DO THIS:
Rewrite the entries from the line that has "Identify each instance of the white interior" through the end of the entries, swapping every "marker" for "pin" and leaving all else unchanged.
= = = = = = =
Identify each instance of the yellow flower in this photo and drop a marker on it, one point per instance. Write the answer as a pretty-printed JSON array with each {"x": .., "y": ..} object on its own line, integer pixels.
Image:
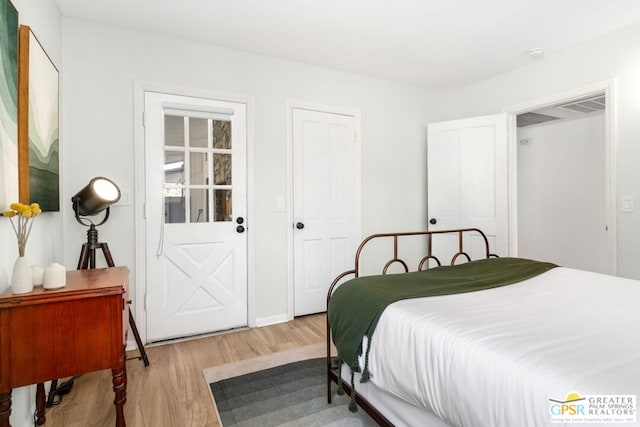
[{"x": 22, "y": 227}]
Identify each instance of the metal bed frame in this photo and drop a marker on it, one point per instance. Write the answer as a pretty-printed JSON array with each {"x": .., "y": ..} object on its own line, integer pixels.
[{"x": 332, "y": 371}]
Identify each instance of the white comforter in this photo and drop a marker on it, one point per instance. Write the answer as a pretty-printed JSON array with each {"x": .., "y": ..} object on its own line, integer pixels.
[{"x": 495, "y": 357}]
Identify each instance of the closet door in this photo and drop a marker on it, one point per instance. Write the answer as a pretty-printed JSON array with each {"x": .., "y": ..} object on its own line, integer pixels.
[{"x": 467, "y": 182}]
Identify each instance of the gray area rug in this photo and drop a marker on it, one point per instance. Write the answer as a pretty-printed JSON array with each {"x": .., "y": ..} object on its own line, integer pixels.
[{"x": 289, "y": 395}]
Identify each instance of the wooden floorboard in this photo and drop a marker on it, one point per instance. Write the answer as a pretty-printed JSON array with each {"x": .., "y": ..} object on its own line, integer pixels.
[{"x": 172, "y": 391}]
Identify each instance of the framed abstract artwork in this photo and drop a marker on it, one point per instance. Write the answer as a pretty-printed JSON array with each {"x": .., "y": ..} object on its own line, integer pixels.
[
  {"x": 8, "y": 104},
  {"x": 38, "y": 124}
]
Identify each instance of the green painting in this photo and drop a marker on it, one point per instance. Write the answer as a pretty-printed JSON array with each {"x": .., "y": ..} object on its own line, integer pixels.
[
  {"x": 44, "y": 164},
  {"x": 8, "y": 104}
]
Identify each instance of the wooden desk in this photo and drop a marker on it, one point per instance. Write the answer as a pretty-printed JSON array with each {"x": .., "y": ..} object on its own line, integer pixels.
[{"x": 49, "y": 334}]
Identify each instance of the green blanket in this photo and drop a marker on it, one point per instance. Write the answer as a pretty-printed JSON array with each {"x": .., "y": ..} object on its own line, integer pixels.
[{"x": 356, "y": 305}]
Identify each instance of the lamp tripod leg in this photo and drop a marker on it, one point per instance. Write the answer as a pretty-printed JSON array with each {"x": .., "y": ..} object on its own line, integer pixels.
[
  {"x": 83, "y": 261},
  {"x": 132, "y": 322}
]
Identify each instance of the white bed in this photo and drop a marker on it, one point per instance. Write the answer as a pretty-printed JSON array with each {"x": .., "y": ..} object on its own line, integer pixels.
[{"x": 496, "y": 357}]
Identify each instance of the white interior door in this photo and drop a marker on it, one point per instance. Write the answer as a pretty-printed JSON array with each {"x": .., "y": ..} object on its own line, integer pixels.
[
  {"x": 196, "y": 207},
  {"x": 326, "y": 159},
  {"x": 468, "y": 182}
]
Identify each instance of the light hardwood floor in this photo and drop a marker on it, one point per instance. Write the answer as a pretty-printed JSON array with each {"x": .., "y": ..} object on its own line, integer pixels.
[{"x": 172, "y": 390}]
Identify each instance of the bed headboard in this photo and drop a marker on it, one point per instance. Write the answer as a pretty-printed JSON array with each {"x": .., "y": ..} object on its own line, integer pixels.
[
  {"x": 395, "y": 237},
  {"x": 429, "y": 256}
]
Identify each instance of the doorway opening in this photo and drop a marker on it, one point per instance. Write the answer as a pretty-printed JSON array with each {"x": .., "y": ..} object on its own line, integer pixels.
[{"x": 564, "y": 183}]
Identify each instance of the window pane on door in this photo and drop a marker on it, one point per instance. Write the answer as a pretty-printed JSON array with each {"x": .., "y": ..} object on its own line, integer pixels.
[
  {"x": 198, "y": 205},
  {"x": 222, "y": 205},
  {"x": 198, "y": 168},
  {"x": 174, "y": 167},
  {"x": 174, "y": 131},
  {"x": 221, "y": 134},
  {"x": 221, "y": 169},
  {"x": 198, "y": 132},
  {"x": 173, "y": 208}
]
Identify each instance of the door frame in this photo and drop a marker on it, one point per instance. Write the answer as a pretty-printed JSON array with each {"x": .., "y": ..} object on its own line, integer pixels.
= = = = = = =
PROBLEM SOLUTION:
Identify each instance of the white interior door in this photo and drop a pin on it, one point per instance. Write the answer as a pretty-printed JSON array with each {"x": .., "y": ..} object on its own line, integer pixels.
[
  {"x": 196, "y": 207},
  {"x": 326, "y": 159},
  {"x": 468, "y": 182}
]
Identify each instance of the light hardwood floor in this photo and drop a pin on it, one point per instance. Write the answer as a pretty-printed JSON array with each {"x": .., "y": ..} object on its own line, integer pixels.
[{"x": 172, "y": 390}]
Identify each instance of the bed headboard in this photo and drop a pin on it, one point per instance. Write the answer as a pretty-printed JSON array with each {"x": .., "y": ..} object on its own line, integer pixels.
[
  {"x": 395, "y": 237},
  {"x": 429, "y": 256}
]
Identify each instance of the doorway opening in this photo and drop a pin on it, one point per instance. Write the answer as a pretty-printed JSON array with each {"x": .., "y": ..} object on its own line, integer pixels.
[{"x": 564, "y": 183}]
Identify each instance of the window pane on door in this photo and drop a pin on it, one point per instance. Write the answer as a pretty-printed JSON array with each {"x": .., "y": ..} object on its own line, integer pixels.
[
  {"x": 198, "y": 205},
  {"x": 222, "y": 205},
  {"x": 198, "y": 168},
  {"x": 174, "y": 167},
  {"x": 174, "y": 131},
  {"x": 221, "y": 134},
  {"x": 221, "y": 169},
  {"x": 198, "y": 132},
  {"x": 173, "y": 208}
]
Identify each instance of the door frame in this photo and drop a pin on it, one point per instance. Write the answer as a pretty-printed JSON array with each {"x": .., "y": ..} object on its own line, integer pixels.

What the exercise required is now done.